> [EXERCISE TASK]
State how many lines of the data below contain the string "orange", treating uppercase and lowercase as different. Reply with the number alone.

Data records
☆ ☆ ☆ ☆

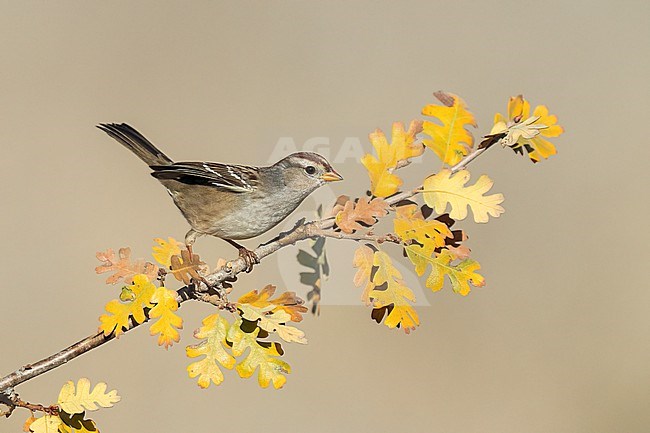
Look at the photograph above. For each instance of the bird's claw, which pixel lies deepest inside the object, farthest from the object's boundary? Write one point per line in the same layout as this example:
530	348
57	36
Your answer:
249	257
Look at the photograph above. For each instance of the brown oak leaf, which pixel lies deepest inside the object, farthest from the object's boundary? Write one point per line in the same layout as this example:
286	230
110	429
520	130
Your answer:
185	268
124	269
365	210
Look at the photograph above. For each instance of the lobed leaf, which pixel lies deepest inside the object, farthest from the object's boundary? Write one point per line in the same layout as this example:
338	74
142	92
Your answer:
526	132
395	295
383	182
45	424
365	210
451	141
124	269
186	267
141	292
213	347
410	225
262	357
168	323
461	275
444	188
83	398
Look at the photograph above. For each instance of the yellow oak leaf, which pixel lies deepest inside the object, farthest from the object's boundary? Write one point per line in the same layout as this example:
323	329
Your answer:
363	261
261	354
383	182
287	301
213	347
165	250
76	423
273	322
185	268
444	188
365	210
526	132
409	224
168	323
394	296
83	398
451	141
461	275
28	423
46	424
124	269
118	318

☆ ☆ ☆ ☆

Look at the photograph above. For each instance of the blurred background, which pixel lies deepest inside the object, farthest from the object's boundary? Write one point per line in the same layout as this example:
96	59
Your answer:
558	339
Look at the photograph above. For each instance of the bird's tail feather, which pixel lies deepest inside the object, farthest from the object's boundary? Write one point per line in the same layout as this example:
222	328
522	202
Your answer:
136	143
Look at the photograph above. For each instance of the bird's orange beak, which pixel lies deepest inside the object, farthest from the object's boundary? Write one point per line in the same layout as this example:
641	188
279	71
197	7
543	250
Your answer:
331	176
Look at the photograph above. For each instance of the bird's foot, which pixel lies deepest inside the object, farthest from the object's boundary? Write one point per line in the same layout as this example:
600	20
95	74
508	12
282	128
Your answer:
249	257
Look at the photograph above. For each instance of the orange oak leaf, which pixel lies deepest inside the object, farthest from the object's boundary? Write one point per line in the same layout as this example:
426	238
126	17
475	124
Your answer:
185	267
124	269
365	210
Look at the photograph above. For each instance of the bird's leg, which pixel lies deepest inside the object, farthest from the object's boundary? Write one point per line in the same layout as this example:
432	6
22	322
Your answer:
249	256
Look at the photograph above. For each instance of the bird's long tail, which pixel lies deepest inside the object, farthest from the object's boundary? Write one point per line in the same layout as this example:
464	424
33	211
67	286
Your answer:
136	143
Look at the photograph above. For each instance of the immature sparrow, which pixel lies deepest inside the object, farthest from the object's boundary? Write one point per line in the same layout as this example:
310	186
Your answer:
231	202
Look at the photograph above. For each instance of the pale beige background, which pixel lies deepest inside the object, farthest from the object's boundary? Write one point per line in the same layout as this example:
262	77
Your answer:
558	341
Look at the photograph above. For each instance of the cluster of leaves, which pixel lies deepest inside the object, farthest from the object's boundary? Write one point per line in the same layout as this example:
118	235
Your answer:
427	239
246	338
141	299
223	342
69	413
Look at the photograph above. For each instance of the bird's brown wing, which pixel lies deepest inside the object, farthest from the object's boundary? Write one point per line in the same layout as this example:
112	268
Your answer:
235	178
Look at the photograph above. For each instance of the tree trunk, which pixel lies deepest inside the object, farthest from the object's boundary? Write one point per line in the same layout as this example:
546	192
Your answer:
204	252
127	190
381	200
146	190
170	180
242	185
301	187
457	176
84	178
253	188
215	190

☆ ☆ ☆ ☆

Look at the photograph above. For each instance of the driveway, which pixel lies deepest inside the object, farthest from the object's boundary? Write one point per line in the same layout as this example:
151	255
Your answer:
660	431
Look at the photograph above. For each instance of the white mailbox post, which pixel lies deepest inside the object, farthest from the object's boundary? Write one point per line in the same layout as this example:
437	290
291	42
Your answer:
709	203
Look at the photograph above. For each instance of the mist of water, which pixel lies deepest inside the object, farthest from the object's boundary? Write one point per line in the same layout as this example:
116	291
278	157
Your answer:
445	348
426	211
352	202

☆ ☆ ☆ ☆

> [THE OUTPUT]
2